FRAGMENTO DE TEXTO:
- - -

Mientras me estaba recuperando del impacto de la noticia del fallecimiento de mi padre, Carlos Saura, caí en la cuenta de que comenzaría la glosa de su memoria en la prensa. Sabía que se escribiría mucho y bien de él –aguardaba con curiosidad lo que dirían los que siempre le atacaron-, pero había una realidad de su vida que me temía que quedara en el olvido si nadie la rescataba, porque pertenecía a una intimidad que pocos conocían, y nadie en su totalidad. Éramos apenas dos personas quienes podíamos dar fe de ella, mi hermano mayor, Carlos, y yo mismo, los únicos que lo habíamos vivido en primera persona: la relevancia de cinco grandes mujeres en la vida de mi padre.
Adela Medrano, formación y búsquedas
Mi padre era aún era estudiante de la escuela de cine, y pronto sería profesor, cuando conoció a Adela Medrano, mi madre. Iniciaba una carrera que sería similar a la de mi madre, más adelante y ya divorciada, cuando fue al tiempo estudiante de Ciencias de la Información y profesora. Adela fue a Madrid desde su Barcelona natal, ya que en la capital estaba entonces la única facultad de periodismo. Combinando esa carrera con estudios de Derecho, se hizo amiga de Matilde Francoy, prima de los Saura y más tarde esposa de Juan Julio Baena.
Entre quedadas y bailes de juventud, y muchas conversaciones, surgió un apasionado romance que terminó en nupcias. En el viaje de bodas, con un modesto dinerito que les regaló mi abuelo Antonio Saura, se alquilaron en París un cuarto de esos cochambrosos con baño en un “hotel de chambre” frente a la Cinemateca. Según ellos se pasaron viendo cine todo el tiempo. Mi madre, además, como hablaba francés, traduciendo. Me imagino que no sería todo el tiempo porque nueve meses después nacía mi hermano Carlos.
Mi madre periodista fue el mejor sparring que pudo tener mi padre para avanzar ideas: juntos acudían a las tertulias madrileñas con los Jesús Fernández Santos, Mario Camus, Ignacio y Josefina Aldecoa, Ramon Masats y Montse Santamaria, mi tío Antonio Saura y algunos más de los emergentes escritores, fotógrafos, poetas y pintores del momento; juntos escribieron el guion de Cuenca (1958), que ella no firmó porque en aquella España, las mujeres no firmaban sus colaboraciones.
Fueron tiempos de carencias económicas, de formación y búsquedas. Mi madre encontró un trabajo de secretaria bilingüe, y cuidaba de mi hermano, mientras mi padre escribía Los golfos (1960) con Daniel Sueiro y la casa se convertía en centro de reuniones de artistas cubanos como Tomas Gutiérrez Alea o Servando Cabrera Moreno. Los golfos fue un relativo éxito, juntos fueron de festivales, nací yo, mi padre consiguió otro contrato para dirigir y, por fin, hubo cierta estabilidad económica. Pero la siguiente película que habían preparado con tanto cariño (Llanto por un bandido, 1964) fue un desastre, y la distancia del rodaje y el ulterior montaje en Italia debilitaron a la pareja. Era evidente que mi padre comenzaba a volar solo, mientras mi madre cuidaba de dos niños pequeños en casa.

- - -

DATOS PROPORCIONADOS:
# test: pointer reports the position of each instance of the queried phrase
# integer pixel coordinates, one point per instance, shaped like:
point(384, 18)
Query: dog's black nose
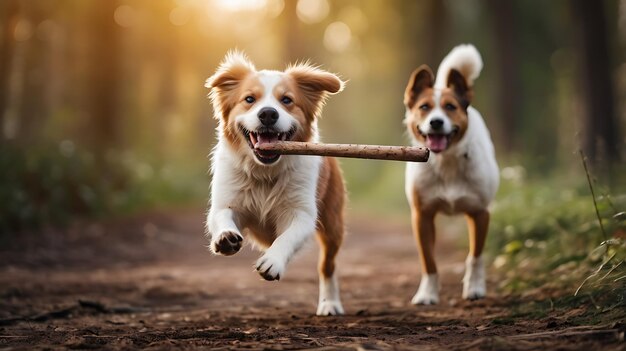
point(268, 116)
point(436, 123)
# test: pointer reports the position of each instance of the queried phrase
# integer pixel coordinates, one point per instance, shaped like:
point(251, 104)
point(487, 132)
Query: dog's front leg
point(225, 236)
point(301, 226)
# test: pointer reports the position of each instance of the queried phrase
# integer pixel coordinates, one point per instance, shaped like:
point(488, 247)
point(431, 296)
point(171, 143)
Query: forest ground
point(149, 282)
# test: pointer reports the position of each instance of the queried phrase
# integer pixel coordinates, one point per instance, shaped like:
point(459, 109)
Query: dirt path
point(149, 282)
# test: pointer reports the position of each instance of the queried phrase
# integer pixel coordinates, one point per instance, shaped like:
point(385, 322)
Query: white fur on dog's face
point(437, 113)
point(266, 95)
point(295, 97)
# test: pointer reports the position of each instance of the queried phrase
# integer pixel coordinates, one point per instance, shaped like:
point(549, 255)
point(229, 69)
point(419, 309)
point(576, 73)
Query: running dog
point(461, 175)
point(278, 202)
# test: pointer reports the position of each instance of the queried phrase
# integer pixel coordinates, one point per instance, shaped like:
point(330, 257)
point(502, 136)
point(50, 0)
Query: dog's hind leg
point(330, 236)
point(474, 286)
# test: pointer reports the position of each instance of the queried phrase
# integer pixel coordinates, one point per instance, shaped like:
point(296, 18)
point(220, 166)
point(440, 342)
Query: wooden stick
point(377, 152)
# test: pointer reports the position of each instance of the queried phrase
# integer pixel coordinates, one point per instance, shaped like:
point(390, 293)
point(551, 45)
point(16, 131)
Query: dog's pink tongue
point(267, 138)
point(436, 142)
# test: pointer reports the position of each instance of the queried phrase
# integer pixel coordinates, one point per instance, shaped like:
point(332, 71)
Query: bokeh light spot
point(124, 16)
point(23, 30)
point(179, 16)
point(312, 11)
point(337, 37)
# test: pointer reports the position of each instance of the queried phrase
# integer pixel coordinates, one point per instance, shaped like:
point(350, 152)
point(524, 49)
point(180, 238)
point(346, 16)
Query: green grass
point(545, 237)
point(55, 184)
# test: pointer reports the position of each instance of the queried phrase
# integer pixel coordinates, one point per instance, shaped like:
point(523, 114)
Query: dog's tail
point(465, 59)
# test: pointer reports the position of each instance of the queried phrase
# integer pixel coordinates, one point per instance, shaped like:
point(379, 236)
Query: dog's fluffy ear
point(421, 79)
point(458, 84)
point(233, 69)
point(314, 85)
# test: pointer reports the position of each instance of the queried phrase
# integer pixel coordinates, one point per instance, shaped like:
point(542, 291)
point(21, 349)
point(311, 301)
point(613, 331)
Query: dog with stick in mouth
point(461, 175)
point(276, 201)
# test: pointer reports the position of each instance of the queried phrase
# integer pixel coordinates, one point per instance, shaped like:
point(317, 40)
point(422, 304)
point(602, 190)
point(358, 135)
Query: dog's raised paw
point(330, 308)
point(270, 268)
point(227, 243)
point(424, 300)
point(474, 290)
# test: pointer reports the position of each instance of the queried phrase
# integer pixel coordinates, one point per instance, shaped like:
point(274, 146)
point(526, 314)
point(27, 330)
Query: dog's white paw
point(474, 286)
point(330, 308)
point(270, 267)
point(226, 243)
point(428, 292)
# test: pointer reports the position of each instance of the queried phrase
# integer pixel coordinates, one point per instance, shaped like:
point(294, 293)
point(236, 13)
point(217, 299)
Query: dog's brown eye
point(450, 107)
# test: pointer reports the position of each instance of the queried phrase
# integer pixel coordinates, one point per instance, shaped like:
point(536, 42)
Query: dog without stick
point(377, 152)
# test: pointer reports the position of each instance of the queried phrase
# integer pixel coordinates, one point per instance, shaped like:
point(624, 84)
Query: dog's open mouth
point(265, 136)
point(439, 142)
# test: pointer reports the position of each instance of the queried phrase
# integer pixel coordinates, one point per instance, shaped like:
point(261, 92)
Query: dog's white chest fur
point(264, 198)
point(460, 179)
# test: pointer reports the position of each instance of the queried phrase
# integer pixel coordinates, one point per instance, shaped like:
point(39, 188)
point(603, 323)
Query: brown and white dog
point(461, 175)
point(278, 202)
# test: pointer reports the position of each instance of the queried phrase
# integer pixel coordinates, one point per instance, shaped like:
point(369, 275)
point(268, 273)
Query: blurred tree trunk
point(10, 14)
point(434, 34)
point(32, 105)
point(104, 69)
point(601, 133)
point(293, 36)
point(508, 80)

- - -

HAZ ESTO:
Responde, por favor, a estas preguntas sobre el texto:
1. ¿De qué ciudad era natural Adela Medrano?
2. ¿Frente a qué lugar estaba el cuarto que la pareja alquiló en París durante el viaje de bodas?
3. ¿Con quién escribió Carlos Saura Los golfos?

SOLUCIÓN DEL EJERCICIO:
1. De Barcelona.
2. Frente a la Cinemateca.
3. Con Daniel Sueiro.